═══ Data entries

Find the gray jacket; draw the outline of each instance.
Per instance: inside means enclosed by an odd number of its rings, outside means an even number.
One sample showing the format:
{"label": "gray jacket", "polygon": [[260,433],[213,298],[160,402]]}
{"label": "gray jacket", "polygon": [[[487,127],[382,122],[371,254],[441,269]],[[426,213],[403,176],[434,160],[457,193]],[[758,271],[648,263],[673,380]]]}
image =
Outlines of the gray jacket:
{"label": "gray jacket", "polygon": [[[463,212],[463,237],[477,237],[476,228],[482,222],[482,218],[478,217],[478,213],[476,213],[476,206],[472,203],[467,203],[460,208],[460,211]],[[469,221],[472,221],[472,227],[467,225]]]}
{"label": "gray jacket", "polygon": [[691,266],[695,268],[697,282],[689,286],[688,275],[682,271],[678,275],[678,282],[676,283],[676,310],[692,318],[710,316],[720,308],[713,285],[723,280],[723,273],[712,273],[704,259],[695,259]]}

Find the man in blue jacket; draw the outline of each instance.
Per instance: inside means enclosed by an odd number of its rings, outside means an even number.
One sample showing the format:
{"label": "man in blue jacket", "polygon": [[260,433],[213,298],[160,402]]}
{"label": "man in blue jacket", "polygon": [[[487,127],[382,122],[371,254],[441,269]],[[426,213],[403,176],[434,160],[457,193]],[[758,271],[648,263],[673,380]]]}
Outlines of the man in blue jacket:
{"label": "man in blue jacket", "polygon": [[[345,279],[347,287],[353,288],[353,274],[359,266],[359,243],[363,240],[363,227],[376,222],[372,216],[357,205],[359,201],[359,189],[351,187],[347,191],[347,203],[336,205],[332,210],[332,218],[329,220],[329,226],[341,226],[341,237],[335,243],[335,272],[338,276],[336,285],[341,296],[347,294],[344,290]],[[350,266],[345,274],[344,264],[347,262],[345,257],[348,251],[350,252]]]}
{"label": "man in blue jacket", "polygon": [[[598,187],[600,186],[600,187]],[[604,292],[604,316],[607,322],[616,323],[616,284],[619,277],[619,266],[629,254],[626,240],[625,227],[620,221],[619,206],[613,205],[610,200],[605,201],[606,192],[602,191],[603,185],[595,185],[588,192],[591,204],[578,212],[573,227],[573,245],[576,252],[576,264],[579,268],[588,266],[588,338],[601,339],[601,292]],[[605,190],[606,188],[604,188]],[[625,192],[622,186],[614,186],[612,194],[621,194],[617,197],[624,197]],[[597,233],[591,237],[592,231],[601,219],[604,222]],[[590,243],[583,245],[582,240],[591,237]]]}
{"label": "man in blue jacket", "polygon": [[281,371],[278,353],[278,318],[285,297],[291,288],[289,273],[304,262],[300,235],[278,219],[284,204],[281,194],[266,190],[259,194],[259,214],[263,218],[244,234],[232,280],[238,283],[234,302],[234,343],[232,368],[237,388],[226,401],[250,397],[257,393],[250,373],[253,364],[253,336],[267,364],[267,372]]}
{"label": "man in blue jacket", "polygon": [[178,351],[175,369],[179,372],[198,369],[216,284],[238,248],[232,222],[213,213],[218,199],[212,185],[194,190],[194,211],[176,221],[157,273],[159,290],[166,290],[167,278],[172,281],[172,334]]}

══════

_Required task_. Substitute "trace the outline" for each occurrence of "draw the outline" throughout the data above. Leave every other character of the data as it is.

_Written answer_.
Find the gray jacket; trace the outline of each instance.
Per instance: inside means enclosed by an odd number of its rings, outside means an even number.
One sample showing the format:
{"label": "gray jacket", "polygon": [[260,433],[213,298],[160,402]]}
{"label": "gray jacket", "polygon": [[[487,127],[382,122],[371,254],[441,269]],[[426,213],[403,176],[434,160],[457,193]],[[758,271],[648,263],[673,380]]]}
image =
Outlines of the gray jacket:
{"label": "gray jacket", "polygon": [[[463,212],[463,237],[477,237],[476,228],[482,222],[482,218],[478,217],[478,213],[476,213],[476,206],[472,203],[467,203],[460,208],[460,211]],[[469,221],[472,221],[472,227],[467,225]]]}
{"label": "gray jacket", "polygon": [[691,266],[695,268],[697,282],[689,286],[688,275],[682,271],[678,275],[678,282],[676,283],[676,310],[692,318],[710,316],[720,308],[713,285],[723,280],[723,273],[712,273],[704,259],[695,259]]}

Find the man in blue jacket; trace the outline of each instance.
Per instance: inside means enclosed by an odd number of its rings, outside means an even number.
One sample showing the format:
{"label": "man in blue jacket", "polygon": [[260,433],[213,298],[160,402]]}
{"label": "man in blue jacket", "polygon": [[[487,127],[382,122],[371,254],[441,269]],[[426,213],[403,176],[434,160],[457,193]],[[758,271],[648,263],[673,380]]]}
Outlines of the man in blue jacket:
{"label": "man in blue jacket", "polygon": [[[345,279],[347,287],[353,288],[353,274],[359,266],[359,243],[363,240],[363,227],[376,222],[372,216],[357,205],[359,201],[359,189],[351,187],[347,191],[347,203],[336,205],[332,210],[332,218],[329,220],[329,226],[341,226],[341,237],[335,243],[335,272],[338,276],[336,285],[341,296],[347,294],[344,290]],[[350,266],[345,274],[344,264],[347,262],[345,257],[348,251],[350,252]]]}
{"label": "man in blue jacket", "polygon": [[[598,187],[600,186],[600,187]],[[604,292],[604,316],[607,322],[616,323],[616,284],[619,277],[619,266],[629,254],[626,240],[625,227],[620,221],[619,206],[613,205],[610,200],[605,201],[606,192],[602,191],[603,185],[595,185],[588,192],[591,204],[578,212],[573,227],[573,245],[576,252],[576,264],[579,268],[588,266],[588,338],[601,339],[601,292]],[[605,190],[606,188],[604,188]],[[625,192],[622,186],[614,186],[612,194],[621,194],[617,197],[624,197]],[[597,233],[591,237],[592,231],[601,219],[604,222]],[[590,243],[583,245],[582,240],[591,237]]]}
{"label": "man in blue jacket", "polygon": [[281,371],[278,353],[278,318],[285,297],[291,288],[289,273],[304,262],[300,235],[278,219],[284,204],[281,194],[266,190],[259,194],[259,214],[263,218],[244,234],[232,280],[238,283],[234,302],[234,343],[232,368],[237,388],[226,401],[250,397],[257,393],[250,373],[253,364],[253,336],[267,364],[267,372]]}
{"label": "man in blue jacket", "polygon": [[178,351],[175,369],[179,372],[198,369],[216,284],[238,248],[232,222],[213,213],[218,199],[212,185],[194,190],[194,211],[176,221],[157,273],[159,290],[166,290],[167,278],[172,281],[172,334]]}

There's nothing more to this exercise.